Image point grounding data
· · · · · · ·

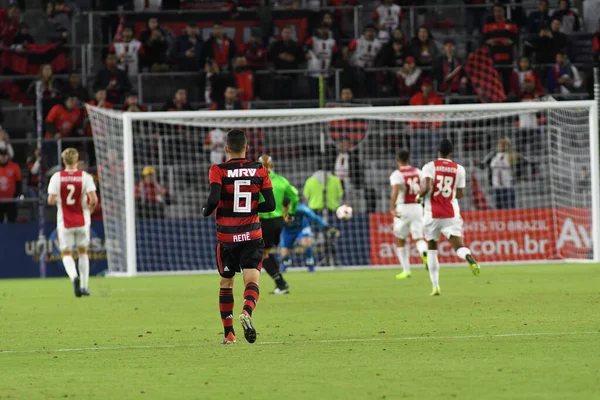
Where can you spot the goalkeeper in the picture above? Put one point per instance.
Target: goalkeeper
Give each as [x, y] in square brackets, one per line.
[272, 222]
[298, 228]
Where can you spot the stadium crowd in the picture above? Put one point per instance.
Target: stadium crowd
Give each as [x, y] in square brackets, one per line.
[532, 49]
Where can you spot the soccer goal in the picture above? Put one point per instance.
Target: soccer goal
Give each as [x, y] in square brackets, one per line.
[541, 204]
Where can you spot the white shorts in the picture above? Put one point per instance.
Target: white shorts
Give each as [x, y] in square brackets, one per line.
[434, 228]
[68, 238]
[409, 221]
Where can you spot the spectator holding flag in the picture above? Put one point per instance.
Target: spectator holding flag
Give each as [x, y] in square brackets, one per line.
[569, 19]
[563, 77]
[502, 36]
[128, 50]
[219, 47]
[9, 24]
[409, 78]
[520, 75]
[387, 18]
[448, 70]
[115, 81]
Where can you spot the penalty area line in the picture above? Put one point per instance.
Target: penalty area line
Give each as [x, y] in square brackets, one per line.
[289, 342]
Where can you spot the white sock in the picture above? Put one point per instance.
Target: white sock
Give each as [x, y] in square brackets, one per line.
[421, 246]
[70, 267]
[434, 268]
[463, 252]
[404, 259]
[84, 270]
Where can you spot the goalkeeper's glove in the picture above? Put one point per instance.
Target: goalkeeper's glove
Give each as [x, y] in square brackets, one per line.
[333, 232]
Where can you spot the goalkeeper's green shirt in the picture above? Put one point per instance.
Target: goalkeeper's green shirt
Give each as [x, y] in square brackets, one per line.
[281, 189]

· · · · · · ·

[TASK REQUIREMENTS]:
All lines of the entries containing the string "sock" must be shown in full.

[FINISHED EXERCISE]:
Where can you spot the white sock in the picture above? Put one point per instance.
Target: white sock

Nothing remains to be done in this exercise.